▶ **What to do**
Copy only this range: the line with "Field-scouting task: mark every instance of the paved" through the final line of the material, inclusive at both ends.

▶ **Data section**
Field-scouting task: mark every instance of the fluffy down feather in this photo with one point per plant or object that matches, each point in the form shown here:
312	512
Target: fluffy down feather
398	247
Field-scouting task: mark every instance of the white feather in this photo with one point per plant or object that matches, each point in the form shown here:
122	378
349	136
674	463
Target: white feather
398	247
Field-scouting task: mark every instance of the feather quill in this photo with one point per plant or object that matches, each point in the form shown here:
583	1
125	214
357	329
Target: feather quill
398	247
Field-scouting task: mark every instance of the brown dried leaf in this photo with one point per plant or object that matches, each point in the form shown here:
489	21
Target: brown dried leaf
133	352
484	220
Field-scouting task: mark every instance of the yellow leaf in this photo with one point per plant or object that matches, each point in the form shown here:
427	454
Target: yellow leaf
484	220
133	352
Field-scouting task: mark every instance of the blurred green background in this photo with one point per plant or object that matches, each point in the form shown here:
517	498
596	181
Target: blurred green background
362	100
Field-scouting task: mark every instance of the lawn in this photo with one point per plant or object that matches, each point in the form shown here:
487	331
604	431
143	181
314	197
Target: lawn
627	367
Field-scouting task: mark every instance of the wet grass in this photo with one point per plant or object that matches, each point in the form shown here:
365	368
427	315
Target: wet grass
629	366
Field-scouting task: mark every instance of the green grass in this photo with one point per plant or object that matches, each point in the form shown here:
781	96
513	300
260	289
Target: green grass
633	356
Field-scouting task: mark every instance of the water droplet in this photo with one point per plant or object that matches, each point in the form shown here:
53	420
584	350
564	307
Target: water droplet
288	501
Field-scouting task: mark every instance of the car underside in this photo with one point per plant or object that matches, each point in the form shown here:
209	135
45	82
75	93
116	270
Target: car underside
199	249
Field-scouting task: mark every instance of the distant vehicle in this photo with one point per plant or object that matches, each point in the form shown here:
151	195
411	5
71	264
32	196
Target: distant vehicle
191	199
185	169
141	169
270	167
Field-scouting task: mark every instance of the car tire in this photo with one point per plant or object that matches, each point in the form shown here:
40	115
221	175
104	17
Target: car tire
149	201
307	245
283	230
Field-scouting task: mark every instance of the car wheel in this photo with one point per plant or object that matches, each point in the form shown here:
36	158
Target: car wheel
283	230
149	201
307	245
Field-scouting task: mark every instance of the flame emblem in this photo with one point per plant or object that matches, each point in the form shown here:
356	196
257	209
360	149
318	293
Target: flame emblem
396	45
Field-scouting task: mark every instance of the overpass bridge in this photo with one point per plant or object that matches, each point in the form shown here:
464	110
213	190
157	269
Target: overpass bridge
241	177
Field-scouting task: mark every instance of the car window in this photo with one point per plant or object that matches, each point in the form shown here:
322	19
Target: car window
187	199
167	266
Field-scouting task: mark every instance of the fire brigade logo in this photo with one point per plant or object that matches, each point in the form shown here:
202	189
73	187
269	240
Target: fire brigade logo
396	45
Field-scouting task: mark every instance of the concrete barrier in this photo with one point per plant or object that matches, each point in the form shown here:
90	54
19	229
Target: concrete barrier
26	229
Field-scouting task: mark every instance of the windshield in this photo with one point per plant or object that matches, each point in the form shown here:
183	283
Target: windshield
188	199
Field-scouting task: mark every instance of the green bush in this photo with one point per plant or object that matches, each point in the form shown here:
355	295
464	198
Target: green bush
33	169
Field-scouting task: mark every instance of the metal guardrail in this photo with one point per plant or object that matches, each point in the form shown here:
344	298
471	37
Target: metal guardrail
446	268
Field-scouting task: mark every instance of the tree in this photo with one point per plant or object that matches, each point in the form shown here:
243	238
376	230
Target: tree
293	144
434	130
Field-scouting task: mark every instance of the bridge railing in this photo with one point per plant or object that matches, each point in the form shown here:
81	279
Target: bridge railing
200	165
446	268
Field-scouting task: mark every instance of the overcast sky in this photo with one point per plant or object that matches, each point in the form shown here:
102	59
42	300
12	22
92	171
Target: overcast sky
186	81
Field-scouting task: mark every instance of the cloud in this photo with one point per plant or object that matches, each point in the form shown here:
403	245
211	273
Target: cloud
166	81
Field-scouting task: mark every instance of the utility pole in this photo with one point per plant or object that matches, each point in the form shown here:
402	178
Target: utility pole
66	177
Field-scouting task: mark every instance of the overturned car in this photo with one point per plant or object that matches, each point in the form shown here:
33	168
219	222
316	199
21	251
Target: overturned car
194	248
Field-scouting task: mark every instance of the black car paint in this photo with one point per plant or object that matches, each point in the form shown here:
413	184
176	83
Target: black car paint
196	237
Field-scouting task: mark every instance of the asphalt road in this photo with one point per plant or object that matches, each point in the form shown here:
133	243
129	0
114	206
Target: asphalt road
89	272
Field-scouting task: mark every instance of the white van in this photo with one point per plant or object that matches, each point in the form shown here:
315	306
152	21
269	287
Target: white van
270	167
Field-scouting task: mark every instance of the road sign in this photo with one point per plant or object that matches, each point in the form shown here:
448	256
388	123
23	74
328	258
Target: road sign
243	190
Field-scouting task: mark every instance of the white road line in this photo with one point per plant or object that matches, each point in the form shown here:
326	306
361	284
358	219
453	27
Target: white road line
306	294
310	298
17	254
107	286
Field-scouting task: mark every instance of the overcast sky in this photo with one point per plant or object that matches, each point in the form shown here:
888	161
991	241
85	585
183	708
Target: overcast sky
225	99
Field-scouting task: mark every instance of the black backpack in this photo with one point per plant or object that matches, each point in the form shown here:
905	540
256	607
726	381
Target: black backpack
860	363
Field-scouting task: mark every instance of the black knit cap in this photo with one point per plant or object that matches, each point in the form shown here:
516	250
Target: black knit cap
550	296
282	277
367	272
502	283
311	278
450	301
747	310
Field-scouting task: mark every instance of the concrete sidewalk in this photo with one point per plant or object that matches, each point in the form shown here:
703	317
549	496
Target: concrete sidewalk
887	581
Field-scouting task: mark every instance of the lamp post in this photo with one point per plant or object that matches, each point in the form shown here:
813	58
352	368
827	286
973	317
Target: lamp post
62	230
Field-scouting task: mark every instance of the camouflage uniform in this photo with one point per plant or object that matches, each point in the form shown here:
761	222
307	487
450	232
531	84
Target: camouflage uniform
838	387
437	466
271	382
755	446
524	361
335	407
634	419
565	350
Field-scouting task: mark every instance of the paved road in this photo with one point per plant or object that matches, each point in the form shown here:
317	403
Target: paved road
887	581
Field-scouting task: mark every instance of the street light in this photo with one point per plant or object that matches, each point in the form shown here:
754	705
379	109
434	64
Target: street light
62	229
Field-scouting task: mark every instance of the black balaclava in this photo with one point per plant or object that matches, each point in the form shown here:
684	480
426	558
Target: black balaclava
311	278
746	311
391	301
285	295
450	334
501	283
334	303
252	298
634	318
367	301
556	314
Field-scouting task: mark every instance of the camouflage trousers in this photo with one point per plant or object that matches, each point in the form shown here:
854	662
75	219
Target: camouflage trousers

▶ **Solved problem**
Field-scouting task: mark every instance of the paved road in this photo with one point per plant or object that matches, each point in the form shown here:
317	403
Target: paved road
887	581
Field-scouting task: mark every instance of the street light in this photo with one point per plant or object that matches, each point in the form shown here:
754	705
379	109
434	64
Target: street light
62	229
Field-scouting task: mark every instance of the black balaclava in this photo with one point per plant or object that matches, each point in the form shown here:
684	480
426	558
Target: black balaclava
311	278
746	311
391	301
285	295
450	334
501	283
334	303
252	298
634	318
367	301
556	314
Field-scouting task: mark every instance of the camouflage trousers in this photo with one point per plant or object that matches, each point in the form shown here:
854	662
75	219
Target: camouflage trousers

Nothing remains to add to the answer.